→ **ITEMS**:
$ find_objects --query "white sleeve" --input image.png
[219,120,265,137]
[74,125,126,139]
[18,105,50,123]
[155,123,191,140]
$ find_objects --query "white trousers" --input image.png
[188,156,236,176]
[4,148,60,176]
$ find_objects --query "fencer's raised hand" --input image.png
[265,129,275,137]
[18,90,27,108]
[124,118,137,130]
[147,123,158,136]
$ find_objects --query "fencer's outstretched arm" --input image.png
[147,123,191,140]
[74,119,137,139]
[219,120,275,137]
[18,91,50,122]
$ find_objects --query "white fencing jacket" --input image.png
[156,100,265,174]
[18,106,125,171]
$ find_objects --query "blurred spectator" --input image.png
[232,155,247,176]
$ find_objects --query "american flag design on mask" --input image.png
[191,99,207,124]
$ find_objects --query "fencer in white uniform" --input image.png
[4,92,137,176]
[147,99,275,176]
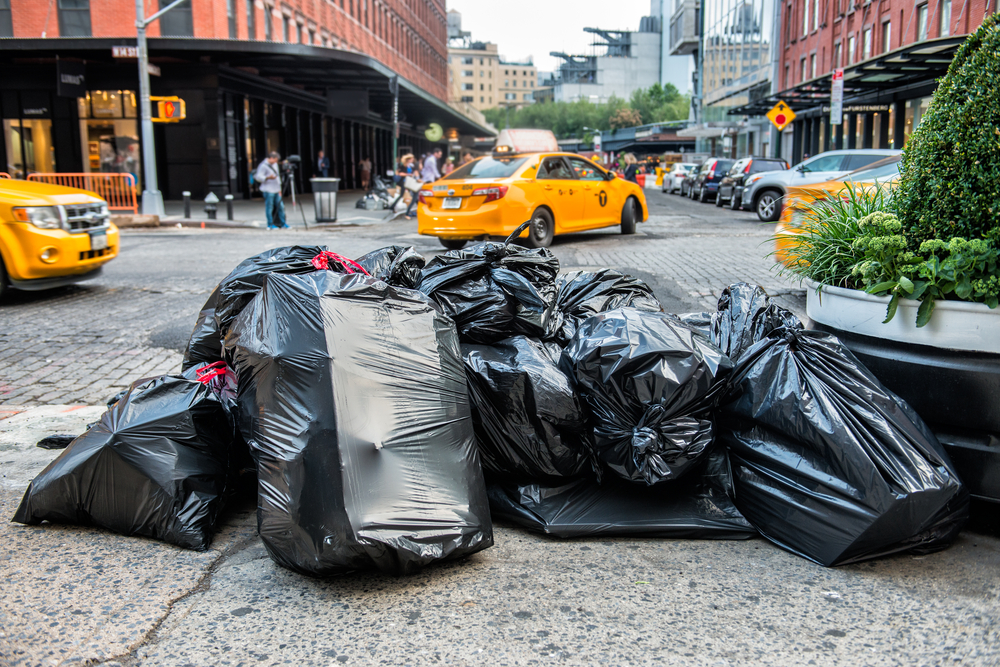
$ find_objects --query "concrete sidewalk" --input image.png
[160,190,410,229]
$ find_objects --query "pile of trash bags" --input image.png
[14,235,968,576]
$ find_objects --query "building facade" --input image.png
[730,0,996,163]
[448,9,538,111]
[0,0,490,199]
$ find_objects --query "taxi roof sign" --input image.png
[493,130,559,153]
[767,101,795,132]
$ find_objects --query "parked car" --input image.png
[0,178,118,297]
[685,157,736,204]
[774,155,902,265]
[663,162,698,194]
[715,157,788,211]
[742,148,902,222]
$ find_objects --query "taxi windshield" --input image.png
[444,156,528,180]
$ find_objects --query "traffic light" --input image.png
[149,95,187,123]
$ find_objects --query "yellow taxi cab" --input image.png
[417,130,649,249]
[774,155,901,266]
[0,178,118,296]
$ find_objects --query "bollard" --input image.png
[205,192,219,220]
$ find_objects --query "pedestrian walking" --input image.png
[624,153,639,184]
[420,148,442,183]
[396,153,420,220]
[358,155,372,192]
[253,151,288,229]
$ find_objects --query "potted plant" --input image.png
[781,14,1000,500]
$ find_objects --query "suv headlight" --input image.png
[14,206,63,229]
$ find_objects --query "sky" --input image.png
[447,0,650,71]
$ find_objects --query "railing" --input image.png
[28,173,139,213]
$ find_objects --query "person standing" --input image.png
[358,155,372,192]
[316,151,330,178]
[420,148,442,183]
[253,151,288,229]
[625,153,639,184]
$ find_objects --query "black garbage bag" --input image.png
[719,326,969,566]
[462,336,593,482]
[225,271,493,575]
[417,232,559,344]
[711,283,802,362]
[356,245,426,289]
[181,246,360,371]
[549,269,663,345]
[13,367,234,550]
[559,308,732,485]
[487,448,757,540]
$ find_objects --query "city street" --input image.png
[0,189,1000,667]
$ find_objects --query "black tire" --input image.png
[438,238,468,250]
[753,190,781,222]
[622,197,639,234]
[527,208,556,248]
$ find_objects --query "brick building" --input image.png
[0,0,490,199]
[729,0,997,163]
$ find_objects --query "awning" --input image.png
[729,36,965,116]
[0,37,496,136]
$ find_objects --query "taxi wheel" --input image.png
[527,208,556,248]
[438,238,468,250]
[622,197,639,234]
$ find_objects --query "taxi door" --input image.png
[569,157,623,229]
[535,155,584,234]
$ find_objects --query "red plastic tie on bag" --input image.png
[312,250,371,276]
[195,361,228,384]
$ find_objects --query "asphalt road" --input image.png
[0,191,1000,667]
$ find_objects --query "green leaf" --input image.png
[865,280,898,294]
[882,294,899,324]
[917,299,937,327]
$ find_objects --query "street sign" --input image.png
[767,102,795,132]
[830,69,844,125]
[111,46,139,58]
[149,95,187,123]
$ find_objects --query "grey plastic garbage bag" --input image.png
[559,308,732,485]
[13,366,235,550]
[225,271,493,575]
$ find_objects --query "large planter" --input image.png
[806,284,1000,502]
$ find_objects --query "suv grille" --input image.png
[63,204,109,232]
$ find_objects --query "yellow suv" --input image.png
[0,178,118,296]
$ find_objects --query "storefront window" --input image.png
[3,118,56,178]
[77,90,142,186]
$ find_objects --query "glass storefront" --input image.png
[2,118,56,178]
[77,90,142,186]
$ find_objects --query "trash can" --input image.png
[309,178,340,222]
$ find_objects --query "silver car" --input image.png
[742,148,902,222]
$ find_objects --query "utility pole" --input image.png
[389,74,402,168]
[135,0,188,215]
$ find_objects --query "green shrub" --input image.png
[894,14,1000,245]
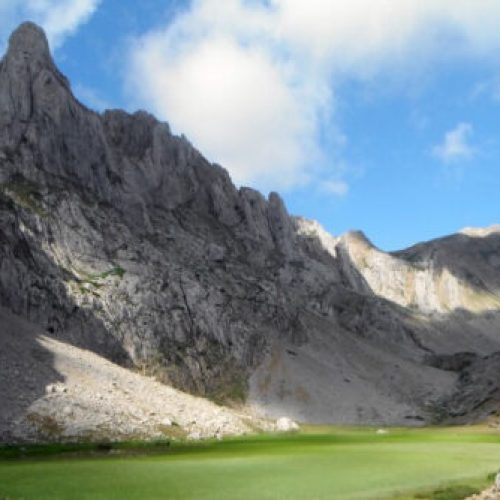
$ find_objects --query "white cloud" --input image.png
[127,0,500,189]
[432,123,475,163]
[0,0,101,50]
[319,180,349,196]
[72,82,113,111]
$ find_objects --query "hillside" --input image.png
[0,23,500,440]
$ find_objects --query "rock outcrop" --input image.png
[0,23,500,438]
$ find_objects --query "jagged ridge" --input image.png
[0,23,500,438]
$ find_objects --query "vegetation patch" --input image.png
[26,413,64,439]
[68,266,126,297]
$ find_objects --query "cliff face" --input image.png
[0,23,500,430]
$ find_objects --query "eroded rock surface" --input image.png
[0,23,500,438]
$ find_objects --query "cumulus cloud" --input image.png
[127,0,500,189]
[0,0,101,50]
[432,123,475,163]
[320,180,349,196]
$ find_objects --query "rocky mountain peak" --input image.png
[7,22,52,63]
[0,23,500,433]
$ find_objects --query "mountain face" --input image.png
[0,23,500,432]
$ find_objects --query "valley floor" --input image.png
[0,427,500,500]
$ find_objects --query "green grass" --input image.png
[0,428,500,500]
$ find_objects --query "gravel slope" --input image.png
[0,310,266,441]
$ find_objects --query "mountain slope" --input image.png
[0,23,500,434]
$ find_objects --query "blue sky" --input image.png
[0,0,500,250]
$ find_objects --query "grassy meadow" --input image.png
[0,427,500,500]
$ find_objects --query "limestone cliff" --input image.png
[0,23,500,434]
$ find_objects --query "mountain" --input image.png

→ **TASK DIRECTIONS**:
How many lines in the data above contain the string "yellow"? Reply with the number alone.

→ **ANSWER TO THIS PROBLEM**:
2